_What is asked:_
• a. According to the passage on Japanese agriculture, what share of the caloric value of food consumed nationally did Japan import in 2017?
• b. Copy word for word the stretch of the passage on Japanese agriculture that begins with "Japan’s decreasing farmer" and ends with "by for-profit enterprises.".

_Document passage:_
○ ○ ○ ○ ○

Before World War II, agriculture, fishing, and forestry dominated Japan’s economy. Since the mid-1950s, the role of agriculture in Japan’s economy has significantly declined. The Japanese government has promoted consolidation of small pieces of farmland and encouraged farmers to secure other occupations, thereby promoting an increasingly industrialized agricultural economy. Employment in the agricultural sector has correspondingly declined from over fifty percent in the 1950s to less than two percent in 2016.[1] In 2017, Japan imported sixty percent of the caloric value of food consumed nationally.[2]

 

Japan’s decreasing farmer population and farmland cultivated contrasts emerging “agrileisure” trends. Farming for fun is becoming increasingly popular among wealthy urban residents. Shumatsu nogyo or “weekend farming” often takes place on shimin noen, “people's farms,” in the peri-urban regions. Within the city of Tokyo, allotment farms are largely run by for-profit enterprises.

○ ○ ○ ○ ○

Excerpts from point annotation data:
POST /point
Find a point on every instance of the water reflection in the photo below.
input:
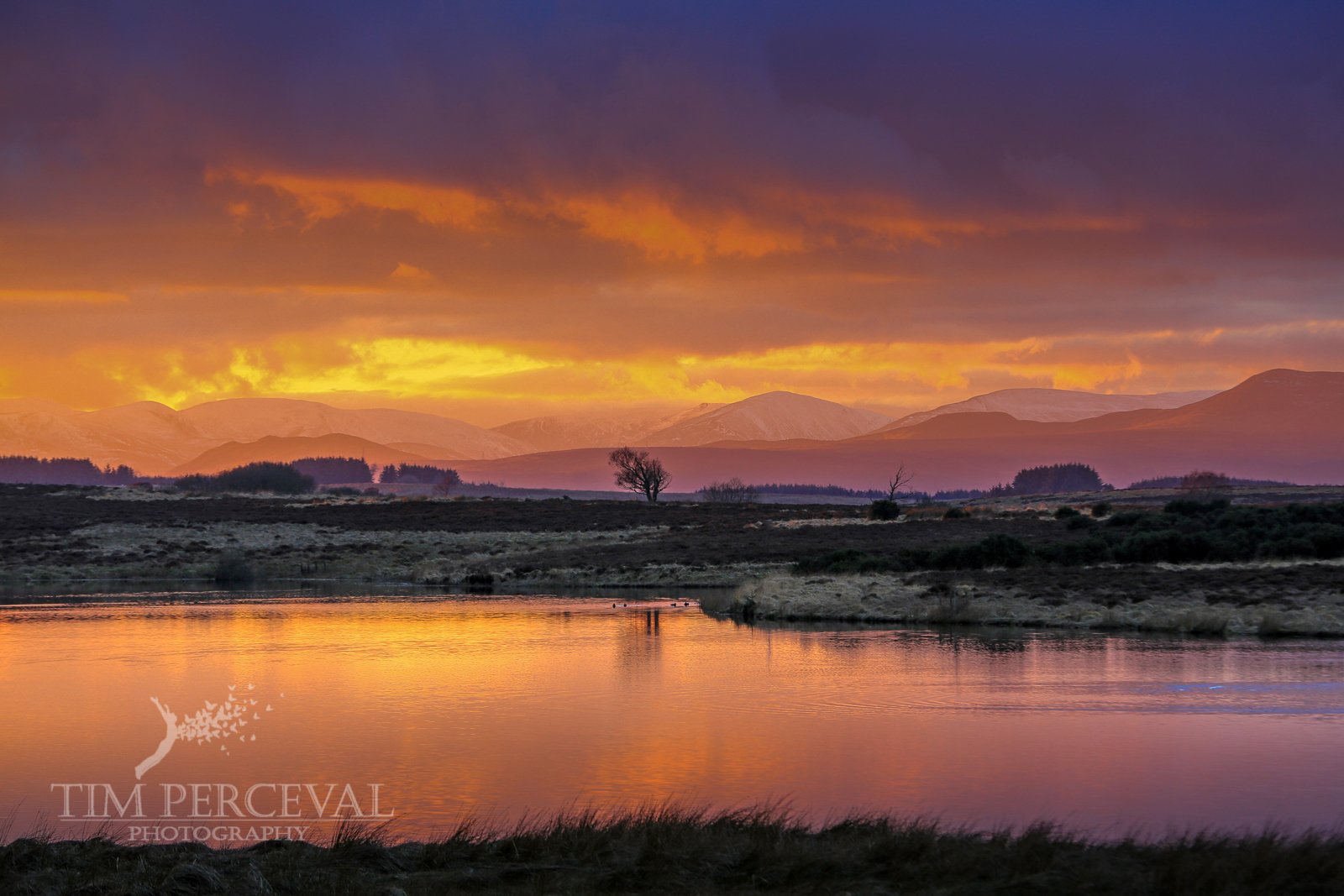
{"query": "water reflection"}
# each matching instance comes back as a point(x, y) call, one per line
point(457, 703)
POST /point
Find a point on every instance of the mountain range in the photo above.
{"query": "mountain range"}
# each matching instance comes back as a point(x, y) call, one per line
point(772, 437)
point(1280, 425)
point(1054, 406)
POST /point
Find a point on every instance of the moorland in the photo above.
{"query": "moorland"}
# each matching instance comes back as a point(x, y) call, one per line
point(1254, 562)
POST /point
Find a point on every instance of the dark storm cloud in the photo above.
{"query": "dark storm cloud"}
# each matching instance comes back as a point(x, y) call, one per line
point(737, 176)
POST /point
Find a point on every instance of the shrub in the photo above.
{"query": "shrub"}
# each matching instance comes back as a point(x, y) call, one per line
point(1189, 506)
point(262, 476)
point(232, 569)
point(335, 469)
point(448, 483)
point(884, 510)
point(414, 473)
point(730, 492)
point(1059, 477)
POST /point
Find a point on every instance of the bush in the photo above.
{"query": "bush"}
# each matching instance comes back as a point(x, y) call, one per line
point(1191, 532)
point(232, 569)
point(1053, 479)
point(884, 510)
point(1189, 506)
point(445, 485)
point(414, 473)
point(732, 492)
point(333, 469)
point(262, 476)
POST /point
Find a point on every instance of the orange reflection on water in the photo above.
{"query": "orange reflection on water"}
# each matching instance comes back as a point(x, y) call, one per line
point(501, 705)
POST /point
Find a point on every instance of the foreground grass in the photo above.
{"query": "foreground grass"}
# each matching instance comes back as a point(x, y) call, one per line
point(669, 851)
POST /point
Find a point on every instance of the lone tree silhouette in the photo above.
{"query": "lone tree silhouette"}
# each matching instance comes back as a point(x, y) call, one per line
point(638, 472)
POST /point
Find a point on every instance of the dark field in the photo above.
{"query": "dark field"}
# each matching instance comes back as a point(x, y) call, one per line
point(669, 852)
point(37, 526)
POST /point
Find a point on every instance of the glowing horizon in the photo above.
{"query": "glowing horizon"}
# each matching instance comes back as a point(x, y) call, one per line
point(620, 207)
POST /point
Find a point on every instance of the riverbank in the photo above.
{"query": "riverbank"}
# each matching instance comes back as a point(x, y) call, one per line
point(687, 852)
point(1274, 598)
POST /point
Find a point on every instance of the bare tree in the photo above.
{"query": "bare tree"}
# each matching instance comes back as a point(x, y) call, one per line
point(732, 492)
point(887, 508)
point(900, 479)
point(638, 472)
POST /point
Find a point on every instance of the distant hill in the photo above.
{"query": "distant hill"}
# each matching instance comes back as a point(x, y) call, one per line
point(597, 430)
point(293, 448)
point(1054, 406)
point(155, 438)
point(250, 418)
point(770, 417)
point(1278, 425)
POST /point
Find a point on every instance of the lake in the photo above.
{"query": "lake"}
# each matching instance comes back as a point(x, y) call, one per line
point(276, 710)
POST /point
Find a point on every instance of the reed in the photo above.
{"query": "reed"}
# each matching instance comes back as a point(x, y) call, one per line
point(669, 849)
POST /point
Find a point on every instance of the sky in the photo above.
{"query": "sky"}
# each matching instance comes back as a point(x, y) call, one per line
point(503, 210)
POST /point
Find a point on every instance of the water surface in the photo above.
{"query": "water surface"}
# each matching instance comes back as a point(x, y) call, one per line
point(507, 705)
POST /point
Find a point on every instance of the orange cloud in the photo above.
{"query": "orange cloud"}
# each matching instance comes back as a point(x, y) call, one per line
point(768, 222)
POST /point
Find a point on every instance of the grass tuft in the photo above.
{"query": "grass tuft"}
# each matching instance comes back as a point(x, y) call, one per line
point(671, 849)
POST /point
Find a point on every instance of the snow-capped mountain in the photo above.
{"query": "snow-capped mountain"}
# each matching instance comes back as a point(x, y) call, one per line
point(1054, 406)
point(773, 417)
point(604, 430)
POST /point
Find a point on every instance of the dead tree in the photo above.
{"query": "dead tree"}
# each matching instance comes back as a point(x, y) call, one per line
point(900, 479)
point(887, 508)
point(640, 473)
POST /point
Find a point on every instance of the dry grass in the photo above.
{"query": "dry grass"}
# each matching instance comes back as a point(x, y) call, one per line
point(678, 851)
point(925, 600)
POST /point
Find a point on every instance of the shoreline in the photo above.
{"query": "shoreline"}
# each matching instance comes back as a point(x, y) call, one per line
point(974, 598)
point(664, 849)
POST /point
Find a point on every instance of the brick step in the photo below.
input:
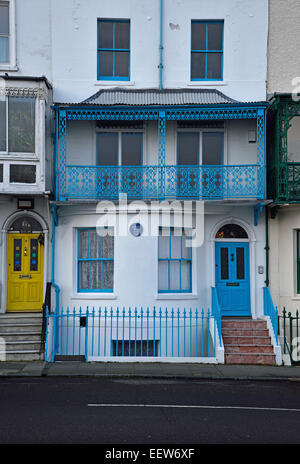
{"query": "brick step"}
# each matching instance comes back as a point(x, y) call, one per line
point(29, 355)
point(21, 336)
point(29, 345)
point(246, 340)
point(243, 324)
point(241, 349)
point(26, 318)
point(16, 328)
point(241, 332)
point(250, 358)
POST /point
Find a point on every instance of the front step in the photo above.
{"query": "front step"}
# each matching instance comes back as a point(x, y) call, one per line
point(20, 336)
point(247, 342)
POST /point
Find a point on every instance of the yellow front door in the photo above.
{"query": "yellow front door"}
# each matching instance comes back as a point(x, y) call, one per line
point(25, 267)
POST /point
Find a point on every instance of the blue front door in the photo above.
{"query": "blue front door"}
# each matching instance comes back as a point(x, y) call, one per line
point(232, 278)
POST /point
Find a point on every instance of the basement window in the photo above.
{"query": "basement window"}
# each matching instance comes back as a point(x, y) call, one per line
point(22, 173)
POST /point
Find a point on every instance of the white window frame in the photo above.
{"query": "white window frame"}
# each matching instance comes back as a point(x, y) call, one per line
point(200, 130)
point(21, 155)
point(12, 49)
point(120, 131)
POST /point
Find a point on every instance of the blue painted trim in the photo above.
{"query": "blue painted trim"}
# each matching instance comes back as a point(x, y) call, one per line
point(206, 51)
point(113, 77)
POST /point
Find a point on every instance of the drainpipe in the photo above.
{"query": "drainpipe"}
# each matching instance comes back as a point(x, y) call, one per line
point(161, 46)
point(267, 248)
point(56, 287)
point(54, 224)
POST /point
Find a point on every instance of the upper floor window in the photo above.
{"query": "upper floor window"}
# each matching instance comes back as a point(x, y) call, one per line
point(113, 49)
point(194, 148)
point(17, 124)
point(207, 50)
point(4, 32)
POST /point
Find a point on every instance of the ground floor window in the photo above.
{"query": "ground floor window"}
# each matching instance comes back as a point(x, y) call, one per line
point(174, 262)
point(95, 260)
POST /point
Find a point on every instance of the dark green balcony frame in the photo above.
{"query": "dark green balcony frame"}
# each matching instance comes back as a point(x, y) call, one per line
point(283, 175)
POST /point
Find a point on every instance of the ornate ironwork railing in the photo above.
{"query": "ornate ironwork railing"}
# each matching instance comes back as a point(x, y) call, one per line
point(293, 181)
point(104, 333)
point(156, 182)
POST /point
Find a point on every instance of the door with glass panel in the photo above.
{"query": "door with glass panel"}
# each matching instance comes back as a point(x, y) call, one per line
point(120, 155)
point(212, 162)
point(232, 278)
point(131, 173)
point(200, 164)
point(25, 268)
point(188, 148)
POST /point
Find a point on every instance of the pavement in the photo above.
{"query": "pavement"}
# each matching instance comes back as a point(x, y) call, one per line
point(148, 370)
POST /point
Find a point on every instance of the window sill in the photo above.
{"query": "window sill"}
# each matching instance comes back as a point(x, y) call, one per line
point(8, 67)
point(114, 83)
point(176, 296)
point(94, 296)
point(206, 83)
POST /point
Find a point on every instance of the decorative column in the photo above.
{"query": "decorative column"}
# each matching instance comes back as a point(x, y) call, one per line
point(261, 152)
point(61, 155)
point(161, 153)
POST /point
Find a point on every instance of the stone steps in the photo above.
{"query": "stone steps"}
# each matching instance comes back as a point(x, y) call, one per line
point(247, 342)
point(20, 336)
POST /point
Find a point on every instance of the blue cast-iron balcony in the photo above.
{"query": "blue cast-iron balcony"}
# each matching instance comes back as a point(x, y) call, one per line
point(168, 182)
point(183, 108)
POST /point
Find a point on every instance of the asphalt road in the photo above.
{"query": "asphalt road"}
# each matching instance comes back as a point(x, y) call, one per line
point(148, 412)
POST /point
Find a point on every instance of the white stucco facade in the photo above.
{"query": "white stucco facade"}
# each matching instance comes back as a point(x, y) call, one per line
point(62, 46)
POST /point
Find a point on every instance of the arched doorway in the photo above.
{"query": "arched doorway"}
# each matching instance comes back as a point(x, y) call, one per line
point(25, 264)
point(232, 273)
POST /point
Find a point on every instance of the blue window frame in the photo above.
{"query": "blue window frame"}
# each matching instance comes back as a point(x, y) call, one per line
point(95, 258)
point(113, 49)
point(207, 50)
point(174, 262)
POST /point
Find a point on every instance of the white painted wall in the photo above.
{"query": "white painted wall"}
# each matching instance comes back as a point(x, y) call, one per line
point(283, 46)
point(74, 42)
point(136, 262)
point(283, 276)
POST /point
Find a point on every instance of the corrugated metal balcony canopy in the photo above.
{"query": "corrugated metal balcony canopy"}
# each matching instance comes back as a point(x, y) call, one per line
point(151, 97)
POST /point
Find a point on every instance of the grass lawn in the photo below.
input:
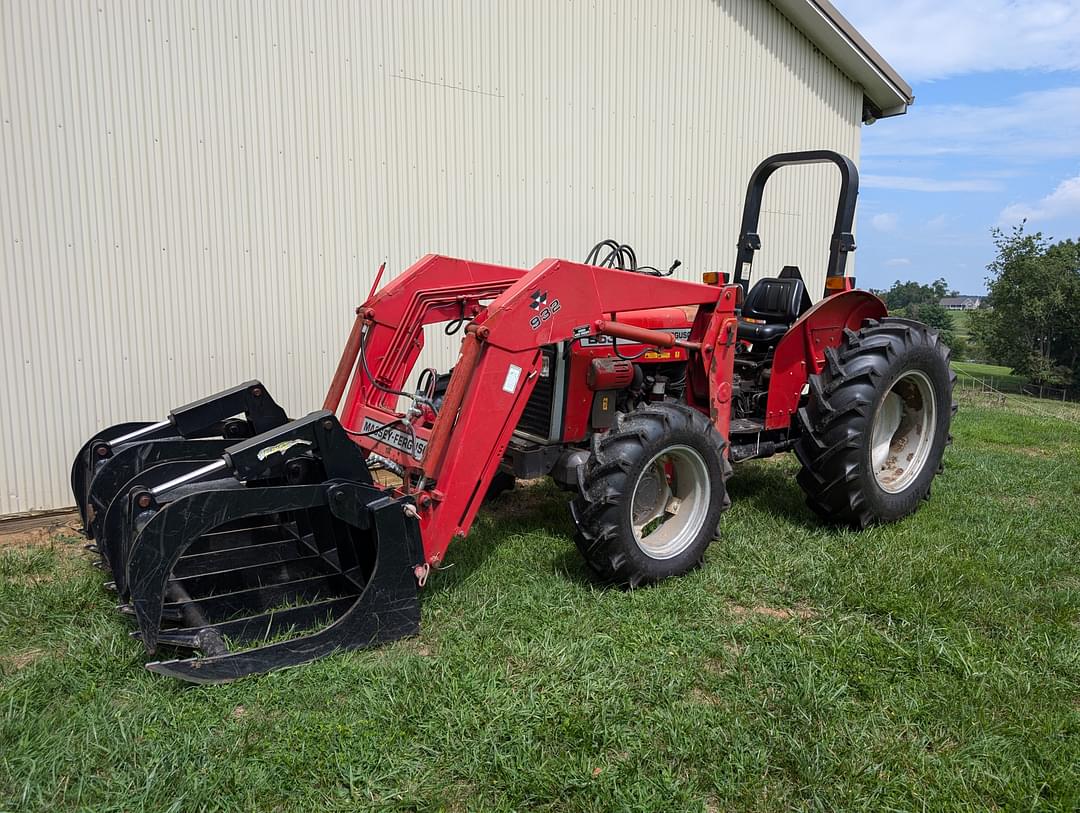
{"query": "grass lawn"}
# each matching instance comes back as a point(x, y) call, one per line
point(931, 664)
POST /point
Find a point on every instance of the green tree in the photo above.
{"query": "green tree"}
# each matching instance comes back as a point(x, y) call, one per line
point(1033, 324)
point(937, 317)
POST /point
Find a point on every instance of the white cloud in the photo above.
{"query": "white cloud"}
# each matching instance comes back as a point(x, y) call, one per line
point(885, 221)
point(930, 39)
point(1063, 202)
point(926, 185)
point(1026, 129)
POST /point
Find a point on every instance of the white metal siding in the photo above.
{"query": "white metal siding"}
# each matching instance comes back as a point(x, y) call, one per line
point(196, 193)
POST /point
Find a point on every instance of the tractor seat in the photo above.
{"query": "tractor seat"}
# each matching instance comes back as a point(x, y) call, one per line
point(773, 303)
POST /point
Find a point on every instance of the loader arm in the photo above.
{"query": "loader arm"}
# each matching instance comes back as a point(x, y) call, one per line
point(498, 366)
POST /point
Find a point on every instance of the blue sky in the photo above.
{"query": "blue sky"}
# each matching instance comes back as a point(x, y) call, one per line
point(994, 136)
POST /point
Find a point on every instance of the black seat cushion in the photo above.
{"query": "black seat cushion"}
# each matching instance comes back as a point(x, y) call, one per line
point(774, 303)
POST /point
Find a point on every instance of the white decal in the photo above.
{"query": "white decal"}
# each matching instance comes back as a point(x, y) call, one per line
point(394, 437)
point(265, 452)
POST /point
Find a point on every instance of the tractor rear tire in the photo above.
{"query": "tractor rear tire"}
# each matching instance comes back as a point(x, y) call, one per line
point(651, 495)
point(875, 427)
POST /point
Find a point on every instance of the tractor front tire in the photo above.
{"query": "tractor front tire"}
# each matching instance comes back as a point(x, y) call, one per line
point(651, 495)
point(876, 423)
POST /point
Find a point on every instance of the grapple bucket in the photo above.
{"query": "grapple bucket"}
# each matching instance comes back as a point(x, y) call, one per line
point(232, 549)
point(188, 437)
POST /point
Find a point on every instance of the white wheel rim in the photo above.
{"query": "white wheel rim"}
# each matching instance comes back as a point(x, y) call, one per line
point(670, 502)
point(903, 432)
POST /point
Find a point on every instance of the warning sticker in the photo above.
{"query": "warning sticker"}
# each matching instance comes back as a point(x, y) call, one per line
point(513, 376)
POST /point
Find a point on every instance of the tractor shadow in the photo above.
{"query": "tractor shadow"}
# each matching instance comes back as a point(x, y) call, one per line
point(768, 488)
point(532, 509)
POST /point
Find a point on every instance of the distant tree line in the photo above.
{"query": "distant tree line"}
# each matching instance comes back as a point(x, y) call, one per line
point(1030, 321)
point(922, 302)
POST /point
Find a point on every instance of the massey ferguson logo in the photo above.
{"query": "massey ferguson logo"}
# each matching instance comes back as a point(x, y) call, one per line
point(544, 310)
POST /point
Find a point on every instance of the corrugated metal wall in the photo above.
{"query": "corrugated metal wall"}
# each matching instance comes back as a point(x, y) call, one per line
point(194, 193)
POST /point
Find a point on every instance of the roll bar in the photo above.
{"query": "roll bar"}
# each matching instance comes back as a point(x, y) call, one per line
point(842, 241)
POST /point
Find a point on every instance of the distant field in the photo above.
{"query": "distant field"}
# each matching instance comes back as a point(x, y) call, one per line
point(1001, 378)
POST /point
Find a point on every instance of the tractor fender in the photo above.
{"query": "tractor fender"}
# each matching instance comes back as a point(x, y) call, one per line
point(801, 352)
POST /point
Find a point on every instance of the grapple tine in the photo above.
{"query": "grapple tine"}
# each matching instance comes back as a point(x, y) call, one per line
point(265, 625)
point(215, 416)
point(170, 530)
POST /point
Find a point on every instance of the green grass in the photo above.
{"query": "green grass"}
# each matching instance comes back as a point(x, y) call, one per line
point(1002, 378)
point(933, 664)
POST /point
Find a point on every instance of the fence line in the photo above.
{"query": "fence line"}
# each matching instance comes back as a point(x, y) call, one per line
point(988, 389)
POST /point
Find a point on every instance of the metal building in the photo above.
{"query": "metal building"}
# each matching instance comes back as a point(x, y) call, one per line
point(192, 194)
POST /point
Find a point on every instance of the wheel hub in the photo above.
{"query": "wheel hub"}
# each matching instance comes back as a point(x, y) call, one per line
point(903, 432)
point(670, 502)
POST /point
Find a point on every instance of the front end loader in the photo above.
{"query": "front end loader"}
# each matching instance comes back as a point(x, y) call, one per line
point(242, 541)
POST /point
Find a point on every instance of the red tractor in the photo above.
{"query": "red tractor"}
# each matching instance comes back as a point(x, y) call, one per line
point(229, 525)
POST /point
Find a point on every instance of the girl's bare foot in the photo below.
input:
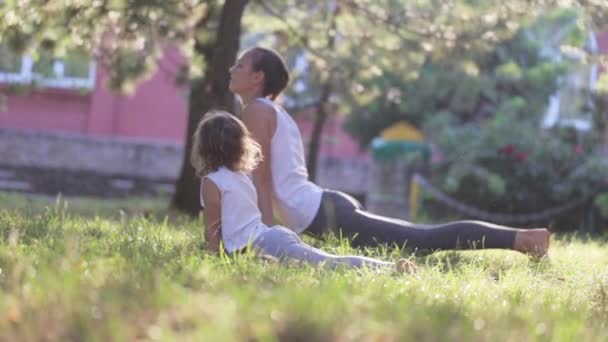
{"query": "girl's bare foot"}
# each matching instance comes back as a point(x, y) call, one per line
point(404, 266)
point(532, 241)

○ ○ ○ ○ ○

_Answers:_
• a. Sixty percent.

• b.
Japan’s decreasing farmer population and farmland cultivated contrasts emerging “agrileisure” trends. Farming for fun is becoming increasingly popular among wealthy urban residents. Shumatsu nogyo or “weekend farming” often takes place on shimin noen, “people's farms,” in the peri-urban regions. Within the city of Tokyo, allotment farms are largely run by for-profit enterprises.